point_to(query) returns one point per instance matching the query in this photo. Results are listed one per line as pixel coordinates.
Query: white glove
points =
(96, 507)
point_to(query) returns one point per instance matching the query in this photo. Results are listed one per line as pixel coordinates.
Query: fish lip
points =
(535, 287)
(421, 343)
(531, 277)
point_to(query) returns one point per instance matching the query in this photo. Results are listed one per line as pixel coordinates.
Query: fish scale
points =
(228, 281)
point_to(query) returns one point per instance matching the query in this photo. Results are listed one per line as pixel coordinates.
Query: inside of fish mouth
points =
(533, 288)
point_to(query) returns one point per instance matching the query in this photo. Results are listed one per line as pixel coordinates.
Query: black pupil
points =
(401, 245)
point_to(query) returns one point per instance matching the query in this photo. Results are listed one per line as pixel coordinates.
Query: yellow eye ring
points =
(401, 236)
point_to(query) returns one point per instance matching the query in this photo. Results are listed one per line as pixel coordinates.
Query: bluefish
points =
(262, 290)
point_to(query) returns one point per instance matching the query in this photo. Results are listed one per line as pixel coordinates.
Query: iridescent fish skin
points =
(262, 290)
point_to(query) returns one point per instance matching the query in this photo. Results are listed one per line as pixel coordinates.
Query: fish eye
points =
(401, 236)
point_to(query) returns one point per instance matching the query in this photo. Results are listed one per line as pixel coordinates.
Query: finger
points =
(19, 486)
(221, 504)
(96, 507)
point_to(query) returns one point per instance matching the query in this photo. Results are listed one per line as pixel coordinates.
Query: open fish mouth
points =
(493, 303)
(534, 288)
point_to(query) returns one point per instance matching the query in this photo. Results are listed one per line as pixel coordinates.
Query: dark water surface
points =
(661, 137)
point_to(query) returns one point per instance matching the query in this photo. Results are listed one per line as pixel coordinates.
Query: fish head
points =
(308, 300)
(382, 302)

------------------------

» YOUR OBJECTIVE: Restate the records, all of them, precisely as written.

» ANSWER TO THIS TASK:
point_to(query) returns one point per instance matching the query in this photo. Results are listed one per line as pixel coordinates.
Query: white glove
points =
(96, 507)
point_to(query) returns one point per instance matching the query in this photo. Results are listed one per line as pixel coordinates.
Query: fish lip
points =
(535, 287)
(421, 343)
(531, 277)
point_to(query) returns one point per instance matching the query in this photo. Results are listed one per line as pixel coordinates.
Query: fish scale
points =
(228, 281)
point_to(query) returns one point per instance matching the query in this photo. Results are listed one per line as pixel coordinates.
Query: inside of fish mouth
points =
(533, 288)
point_to(query) returns one point per instance matching the query in this photo. Results are listed one per line as pixel coordinates.
Query: black pupil
points =
(401, 245)
point_to(query) returns one point per instance matching the query in this photo. Results are listed one per line as pixel coordinates.
Query: yellow eye ring
points =
(401, 236)
point_to(query) returns one point per instance matching the query in this photo. Results are listed one per line as pixel coordinates.
Query: bluefish
points =
(262, 290)
point_to(query) returns one point per instance matching the query in this photo. Results are listed one per line as pixel coordinates.
Query: iridescent fish skin
points =
(262, 290)
point_to(query) returns one point per instance matching the query in this photo. Results are listed one per line as pixel coordinates.
Query: fish eye
points =
(401, 236)
point_to(query) returns one point per instance matching the query in this photo. Results are listed one per line as pixel coordinates.
Query: finger
points =
(19, 486)
(221, 504)
(96, 507)
point_to(query) returns one point per instance matching the query in this photo. Results are listed one per line as pixel coordinates.
Query: open fish mouth
points =
(493, 303)
(534, 288)
point_to(query) returns one point per instance matching the query in this photo. Results are listed one per line as pixel coordinates.
Query: dark water surface
points =
(661, 137)
point_to(query) returns one point per instance matching the query in this photo. Results are listed one per line as pixel coordinates.
Query: fish head
points =
(308, 300)
(382, 302)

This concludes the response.